[Short problem]: Please list every line in the listing below that contains the word "white", treating uppercase and lowercase as different.

— start Provided data —

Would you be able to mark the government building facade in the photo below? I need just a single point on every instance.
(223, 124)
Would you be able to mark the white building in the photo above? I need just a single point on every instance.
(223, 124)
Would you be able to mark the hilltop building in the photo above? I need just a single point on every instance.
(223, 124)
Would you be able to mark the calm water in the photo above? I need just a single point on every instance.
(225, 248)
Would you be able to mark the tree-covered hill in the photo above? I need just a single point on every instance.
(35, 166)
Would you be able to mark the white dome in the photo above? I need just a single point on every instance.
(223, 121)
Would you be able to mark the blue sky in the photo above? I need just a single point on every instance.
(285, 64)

— end Provided data —
— start Provided data —

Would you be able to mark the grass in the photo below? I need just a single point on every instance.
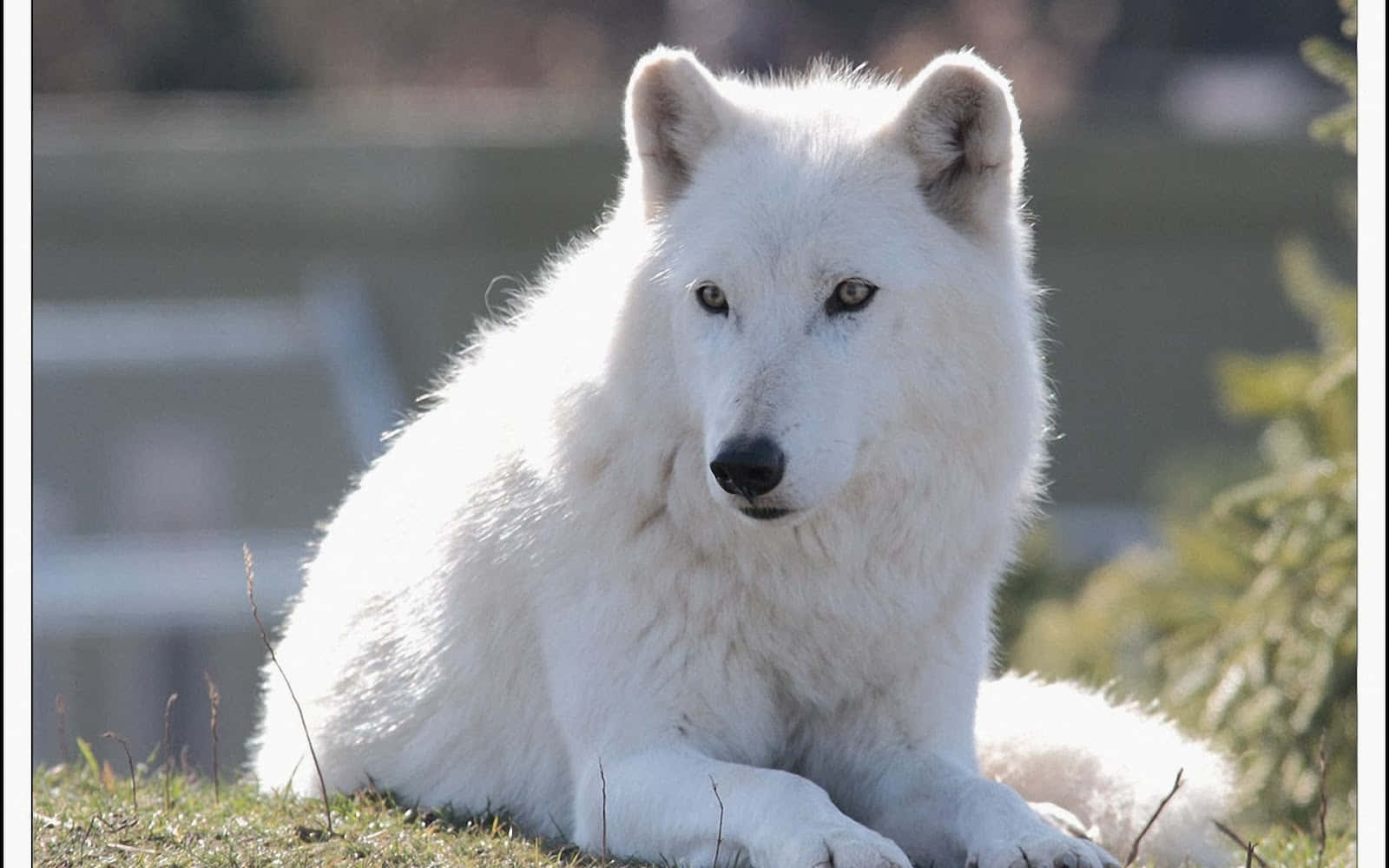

— end Provided data —

[Expected output]:
Would you be able to mark the white building in the photo above? I need just a single point on every instance.
Would you be able to mark the white dome in the photo above? I need just a single point on every instance.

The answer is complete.